Edit the material below so that every instance of "cardboard box" reads "shipping carton", and keep everything else unchanged.

-- START --

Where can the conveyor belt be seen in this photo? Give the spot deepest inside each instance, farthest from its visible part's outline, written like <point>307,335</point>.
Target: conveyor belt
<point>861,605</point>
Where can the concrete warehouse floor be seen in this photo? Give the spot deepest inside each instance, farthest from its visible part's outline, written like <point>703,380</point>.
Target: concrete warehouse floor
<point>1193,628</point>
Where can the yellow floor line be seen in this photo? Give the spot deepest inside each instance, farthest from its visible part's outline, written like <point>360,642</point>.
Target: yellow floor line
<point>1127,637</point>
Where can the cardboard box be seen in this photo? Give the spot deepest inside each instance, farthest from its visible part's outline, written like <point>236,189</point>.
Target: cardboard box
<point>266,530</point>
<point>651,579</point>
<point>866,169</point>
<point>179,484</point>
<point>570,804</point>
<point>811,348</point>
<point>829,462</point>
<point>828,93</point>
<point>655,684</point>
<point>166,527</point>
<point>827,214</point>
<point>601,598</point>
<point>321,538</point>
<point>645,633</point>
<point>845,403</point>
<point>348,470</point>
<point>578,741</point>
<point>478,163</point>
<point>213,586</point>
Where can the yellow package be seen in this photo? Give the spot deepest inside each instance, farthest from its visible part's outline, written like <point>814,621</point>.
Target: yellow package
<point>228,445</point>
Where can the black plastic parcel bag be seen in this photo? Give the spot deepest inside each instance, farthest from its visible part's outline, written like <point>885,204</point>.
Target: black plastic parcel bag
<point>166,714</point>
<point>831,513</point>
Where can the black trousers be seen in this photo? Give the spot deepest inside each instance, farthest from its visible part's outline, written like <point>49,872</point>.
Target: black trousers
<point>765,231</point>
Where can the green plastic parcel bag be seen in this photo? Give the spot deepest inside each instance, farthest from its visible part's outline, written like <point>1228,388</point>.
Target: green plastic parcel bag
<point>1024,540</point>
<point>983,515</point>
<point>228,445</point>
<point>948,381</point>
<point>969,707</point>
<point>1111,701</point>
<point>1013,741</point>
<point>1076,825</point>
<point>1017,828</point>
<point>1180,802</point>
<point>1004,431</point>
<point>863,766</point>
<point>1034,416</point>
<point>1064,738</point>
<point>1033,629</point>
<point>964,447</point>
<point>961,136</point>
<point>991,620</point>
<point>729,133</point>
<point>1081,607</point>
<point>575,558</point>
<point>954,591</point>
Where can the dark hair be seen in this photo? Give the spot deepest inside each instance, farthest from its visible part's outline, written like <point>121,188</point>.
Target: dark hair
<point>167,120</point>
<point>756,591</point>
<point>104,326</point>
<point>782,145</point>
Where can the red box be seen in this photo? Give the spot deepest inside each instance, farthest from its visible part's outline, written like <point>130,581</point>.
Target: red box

-- END --

Final result:
Where can the conveyor belt be seen in this photo? Give the spot deepest inside each instance, farthest from its visible part's outline, written like <point>307,335</point>.
Target: conveyor belt
<point>861,605</point>
Where can the concrete warehouse floor be seen in this photo? Give the spot deepest inside each instance, farthest from its visible part's outline, written like <point>703,380</point>.
Target: concrete warehouse floor
<point>1193,628</point>
Where can the yellow floor line be seen in this photo? Give the spot deepest inside each instance, farthest from its visible part's outline, written like <point>360,642</point>.
Target: yellow floor line
<point>1127,637</point>
Where can the shipping carton be seen in this photo? Give the spot deepest inside each instance, farthest from its visible part's outline, written like <point>236,189</point>.
Target: shipping carton
<point>266,530</point>
<point>651,579</point>
<point>866,169</point>
<point>179,484</point>
<point>570,804</point>
<point>811,348</point>
<point>829,462</point>
<point>828,93</point>
<point>655,684</point>
<point>166,527</point>
<point>827,214</point>
<point>601,598</point>
<point>321,538</point>
<point>645,633</point>
<point>845,403</point>
<point>348,470</point>
<point>578,741</point>
<point>478,163</point>
<point>213,586</point>
Where can the yellow package be seen in this photo? Give the spot deepest inside each instance, farthest from its visible part's outline, written like <point>814,621</point>.
Target: yellow package
<point>228,445</point>
Where can the black plastic parcel bag be seen in this photo? Give the spot deepest inside each instance, farthest from its visible part's outline, written like <point>885,204</point>.
Target: black plastic parcel bag
<point>166,714</point>
<point>831,513</point>
Where can the black trousers be seen in this photo? Give the spot deepest inside each instance, farthest from its visible part's outline, written like <point>49,872</point>.
Target: black trousers
<point>765,231</point>
Where can the green plastic parcel bag be seen in this photo? Give the spot deepest inside each instance, farthest from its visible part's outline, written like <point>1228,388</point>.
Target: green plastic parcel bag
<point>1024,540</point>
<point>983,515</point>
<point>228,445</point>
<point>948,381</point>
<point>969,707</point>
<point>1111,701</point>
<point>1013,741</point>
<point>1076,825</point>
<point>1017,828</point>
<point>1180,802</point>
<point>1004,431</point>
<point>863,766</point>
<point>1034,416</point>
<point>1064,738</point>
<point>1033,629</point>
<point>964,447</point>
<point>961,136</point>
<point>991,620</point>
<point>729,133</point>
<point>1081,607</point>
<point>575,558</point>
<point>954,591</point>
Where can the dark hair be seen in this photo? Give the spot deepest inside each instance, farthest from its visible part's outline, written like <point>121,188</point>.
Target: dark hair
<point>167,120</point>
<point>756,591</point>
<point>104,326</point>
<point>782,145</point>
Where can the red box be seen in this photo? Give the spot deepest inside each instance, farthest from its visible part's outline, written like <point>130,581</point>.
Target: red box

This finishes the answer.